▶ _Record extracts_:

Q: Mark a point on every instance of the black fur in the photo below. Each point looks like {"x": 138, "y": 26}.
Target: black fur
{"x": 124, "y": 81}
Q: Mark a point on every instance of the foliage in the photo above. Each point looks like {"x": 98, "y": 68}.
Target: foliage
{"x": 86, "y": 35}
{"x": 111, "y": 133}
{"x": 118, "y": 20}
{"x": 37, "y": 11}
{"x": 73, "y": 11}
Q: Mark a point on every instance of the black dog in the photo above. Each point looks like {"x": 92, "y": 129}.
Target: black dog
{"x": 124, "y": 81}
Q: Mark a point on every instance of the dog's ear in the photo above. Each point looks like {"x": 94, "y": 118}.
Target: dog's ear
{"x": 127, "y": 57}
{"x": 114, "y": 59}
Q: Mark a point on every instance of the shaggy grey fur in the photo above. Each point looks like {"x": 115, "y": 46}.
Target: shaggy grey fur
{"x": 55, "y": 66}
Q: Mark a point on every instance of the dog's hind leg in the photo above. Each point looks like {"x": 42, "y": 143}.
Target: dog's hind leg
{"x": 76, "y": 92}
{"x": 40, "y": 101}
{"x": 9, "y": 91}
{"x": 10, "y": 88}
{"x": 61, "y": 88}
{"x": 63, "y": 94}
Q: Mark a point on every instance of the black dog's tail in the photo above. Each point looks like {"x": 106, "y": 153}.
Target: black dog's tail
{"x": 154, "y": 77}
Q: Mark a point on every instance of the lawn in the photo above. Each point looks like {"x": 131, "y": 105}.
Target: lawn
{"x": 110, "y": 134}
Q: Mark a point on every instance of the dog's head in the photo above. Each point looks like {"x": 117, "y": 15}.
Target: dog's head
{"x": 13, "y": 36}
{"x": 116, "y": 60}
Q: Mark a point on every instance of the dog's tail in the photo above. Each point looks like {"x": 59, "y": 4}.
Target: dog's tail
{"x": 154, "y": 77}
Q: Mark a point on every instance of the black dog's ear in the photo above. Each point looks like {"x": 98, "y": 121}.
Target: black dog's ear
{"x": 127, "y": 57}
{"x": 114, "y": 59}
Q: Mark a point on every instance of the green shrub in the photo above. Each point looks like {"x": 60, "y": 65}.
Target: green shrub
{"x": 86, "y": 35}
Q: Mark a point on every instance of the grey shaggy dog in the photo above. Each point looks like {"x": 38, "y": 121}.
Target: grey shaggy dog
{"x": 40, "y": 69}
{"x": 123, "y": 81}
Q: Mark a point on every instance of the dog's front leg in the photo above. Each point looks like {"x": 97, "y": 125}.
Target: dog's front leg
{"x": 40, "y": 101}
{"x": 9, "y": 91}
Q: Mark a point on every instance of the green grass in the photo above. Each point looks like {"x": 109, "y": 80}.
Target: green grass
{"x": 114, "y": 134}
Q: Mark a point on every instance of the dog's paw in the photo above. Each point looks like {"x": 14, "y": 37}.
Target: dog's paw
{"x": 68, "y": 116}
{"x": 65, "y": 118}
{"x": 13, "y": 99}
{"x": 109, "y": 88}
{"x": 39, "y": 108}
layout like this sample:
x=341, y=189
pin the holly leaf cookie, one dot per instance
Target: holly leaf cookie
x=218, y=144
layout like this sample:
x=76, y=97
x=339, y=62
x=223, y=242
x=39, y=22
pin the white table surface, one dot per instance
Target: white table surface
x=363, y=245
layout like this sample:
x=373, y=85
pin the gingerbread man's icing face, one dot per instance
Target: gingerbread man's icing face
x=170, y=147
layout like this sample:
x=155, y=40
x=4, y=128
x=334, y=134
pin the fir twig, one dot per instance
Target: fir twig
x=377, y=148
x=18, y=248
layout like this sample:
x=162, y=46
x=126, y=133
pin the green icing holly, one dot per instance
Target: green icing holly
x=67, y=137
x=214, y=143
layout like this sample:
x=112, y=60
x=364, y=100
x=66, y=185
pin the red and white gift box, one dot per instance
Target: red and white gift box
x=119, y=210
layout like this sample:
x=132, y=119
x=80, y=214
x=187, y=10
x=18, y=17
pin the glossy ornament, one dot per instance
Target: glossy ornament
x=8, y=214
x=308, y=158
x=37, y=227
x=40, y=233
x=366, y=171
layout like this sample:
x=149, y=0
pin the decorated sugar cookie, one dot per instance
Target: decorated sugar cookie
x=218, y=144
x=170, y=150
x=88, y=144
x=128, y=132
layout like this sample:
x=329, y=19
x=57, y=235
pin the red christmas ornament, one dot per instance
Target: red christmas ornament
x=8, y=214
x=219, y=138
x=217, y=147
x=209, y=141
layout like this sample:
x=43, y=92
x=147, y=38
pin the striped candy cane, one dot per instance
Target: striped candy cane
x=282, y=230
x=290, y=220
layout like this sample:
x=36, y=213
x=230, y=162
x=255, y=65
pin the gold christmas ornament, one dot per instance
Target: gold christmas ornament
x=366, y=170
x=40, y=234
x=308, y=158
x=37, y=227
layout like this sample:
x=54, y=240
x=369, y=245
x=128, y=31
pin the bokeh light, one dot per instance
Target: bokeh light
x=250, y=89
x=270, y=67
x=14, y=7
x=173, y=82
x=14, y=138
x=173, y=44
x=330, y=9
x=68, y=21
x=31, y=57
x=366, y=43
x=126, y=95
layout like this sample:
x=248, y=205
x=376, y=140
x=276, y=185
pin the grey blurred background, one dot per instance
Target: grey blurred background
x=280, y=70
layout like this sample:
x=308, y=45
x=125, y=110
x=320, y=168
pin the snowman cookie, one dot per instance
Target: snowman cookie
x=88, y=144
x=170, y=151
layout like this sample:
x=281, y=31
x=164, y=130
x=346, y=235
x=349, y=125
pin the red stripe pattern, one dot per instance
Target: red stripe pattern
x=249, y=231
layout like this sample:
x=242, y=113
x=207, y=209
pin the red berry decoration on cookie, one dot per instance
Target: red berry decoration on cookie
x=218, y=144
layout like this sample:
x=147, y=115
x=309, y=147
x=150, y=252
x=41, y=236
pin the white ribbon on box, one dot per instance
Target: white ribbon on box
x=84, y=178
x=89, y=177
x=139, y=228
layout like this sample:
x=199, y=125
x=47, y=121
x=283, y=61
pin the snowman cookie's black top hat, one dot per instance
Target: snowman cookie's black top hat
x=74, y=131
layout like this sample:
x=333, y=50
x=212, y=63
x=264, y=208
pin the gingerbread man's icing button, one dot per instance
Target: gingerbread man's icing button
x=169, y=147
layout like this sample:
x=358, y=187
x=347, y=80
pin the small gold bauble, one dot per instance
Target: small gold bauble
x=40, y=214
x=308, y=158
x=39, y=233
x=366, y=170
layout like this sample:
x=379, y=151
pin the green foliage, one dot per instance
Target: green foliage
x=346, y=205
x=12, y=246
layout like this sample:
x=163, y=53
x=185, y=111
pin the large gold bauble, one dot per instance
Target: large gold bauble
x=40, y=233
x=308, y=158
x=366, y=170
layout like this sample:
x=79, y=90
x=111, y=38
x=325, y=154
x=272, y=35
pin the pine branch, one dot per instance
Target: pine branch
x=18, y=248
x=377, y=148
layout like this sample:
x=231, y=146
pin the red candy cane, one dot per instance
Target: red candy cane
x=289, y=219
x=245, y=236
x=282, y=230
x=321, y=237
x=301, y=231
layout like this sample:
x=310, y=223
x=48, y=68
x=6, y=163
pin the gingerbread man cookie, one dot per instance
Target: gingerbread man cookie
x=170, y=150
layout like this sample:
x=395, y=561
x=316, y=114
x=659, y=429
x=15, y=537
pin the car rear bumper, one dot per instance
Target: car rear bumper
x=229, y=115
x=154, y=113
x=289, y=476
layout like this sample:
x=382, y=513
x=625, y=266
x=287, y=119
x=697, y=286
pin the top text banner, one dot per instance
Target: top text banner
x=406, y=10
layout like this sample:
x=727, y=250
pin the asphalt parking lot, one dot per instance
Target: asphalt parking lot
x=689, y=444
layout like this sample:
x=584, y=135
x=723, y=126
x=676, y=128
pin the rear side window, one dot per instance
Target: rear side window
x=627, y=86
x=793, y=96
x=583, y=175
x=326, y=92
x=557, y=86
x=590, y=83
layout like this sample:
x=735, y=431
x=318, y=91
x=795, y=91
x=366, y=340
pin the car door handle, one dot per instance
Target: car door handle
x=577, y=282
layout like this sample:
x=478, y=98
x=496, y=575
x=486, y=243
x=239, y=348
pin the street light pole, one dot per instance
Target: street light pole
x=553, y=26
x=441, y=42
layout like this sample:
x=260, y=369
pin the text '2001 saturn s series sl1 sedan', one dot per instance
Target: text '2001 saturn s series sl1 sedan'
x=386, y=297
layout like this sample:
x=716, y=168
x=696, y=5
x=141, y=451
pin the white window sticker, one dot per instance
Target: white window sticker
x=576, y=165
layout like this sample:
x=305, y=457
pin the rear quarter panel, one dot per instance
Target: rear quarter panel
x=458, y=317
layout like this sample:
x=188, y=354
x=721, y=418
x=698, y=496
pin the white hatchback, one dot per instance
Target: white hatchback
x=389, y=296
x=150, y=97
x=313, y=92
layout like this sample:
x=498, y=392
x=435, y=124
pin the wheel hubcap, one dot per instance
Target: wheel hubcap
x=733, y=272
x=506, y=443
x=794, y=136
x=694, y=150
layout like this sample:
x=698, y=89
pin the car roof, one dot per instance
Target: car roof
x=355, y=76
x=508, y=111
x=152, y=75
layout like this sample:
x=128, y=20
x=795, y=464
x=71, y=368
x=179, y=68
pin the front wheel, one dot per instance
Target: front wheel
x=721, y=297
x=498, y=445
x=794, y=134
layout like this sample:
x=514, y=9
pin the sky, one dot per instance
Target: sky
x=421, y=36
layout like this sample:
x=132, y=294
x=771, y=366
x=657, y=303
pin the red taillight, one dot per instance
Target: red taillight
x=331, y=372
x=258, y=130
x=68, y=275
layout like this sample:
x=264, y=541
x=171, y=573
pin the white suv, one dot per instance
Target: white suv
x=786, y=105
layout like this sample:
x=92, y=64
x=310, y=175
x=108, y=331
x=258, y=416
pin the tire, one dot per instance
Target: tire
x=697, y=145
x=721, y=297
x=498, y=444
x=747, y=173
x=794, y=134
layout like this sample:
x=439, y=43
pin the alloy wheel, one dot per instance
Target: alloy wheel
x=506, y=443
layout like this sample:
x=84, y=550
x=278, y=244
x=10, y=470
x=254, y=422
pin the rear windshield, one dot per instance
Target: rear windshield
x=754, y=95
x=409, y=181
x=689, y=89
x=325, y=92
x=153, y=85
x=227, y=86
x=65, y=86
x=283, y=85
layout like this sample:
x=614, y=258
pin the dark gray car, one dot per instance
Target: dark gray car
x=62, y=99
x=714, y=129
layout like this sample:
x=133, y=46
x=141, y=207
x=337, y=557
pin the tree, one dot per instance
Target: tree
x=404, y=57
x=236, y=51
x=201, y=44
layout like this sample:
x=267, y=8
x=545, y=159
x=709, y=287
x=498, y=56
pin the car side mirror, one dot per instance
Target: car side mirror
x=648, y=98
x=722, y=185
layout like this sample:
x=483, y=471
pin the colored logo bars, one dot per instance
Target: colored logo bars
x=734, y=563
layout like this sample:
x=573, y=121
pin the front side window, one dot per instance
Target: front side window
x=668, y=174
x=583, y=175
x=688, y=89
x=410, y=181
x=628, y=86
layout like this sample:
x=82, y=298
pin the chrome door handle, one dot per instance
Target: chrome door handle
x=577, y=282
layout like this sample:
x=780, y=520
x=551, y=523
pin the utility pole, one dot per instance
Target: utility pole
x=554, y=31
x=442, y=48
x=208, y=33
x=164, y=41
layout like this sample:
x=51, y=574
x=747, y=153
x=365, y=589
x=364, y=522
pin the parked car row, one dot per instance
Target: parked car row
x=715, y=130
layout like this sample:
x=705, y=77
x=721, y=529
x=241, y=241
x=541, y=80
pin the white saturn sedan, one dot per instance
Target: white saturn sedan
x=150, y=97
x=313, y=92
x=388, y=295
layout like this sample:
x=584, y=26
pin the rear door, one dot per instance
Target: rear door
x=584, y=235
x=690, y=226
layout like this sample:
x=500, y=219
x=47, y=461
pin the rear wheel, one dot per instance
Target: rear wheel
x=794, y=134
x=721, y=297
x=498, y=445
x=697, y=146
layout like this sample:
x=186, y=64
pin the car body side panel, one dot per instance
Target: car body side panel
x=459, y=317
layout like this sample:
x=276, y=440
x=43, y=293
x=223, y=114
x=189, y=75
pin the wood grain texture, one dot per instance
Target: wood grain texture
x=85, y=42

▶ _Objective_: Pick out and copy every line in the rows above that contains the word "pine".

▶ _Written solution_:
pin the pine branch, one dot per instance
Target: pine branch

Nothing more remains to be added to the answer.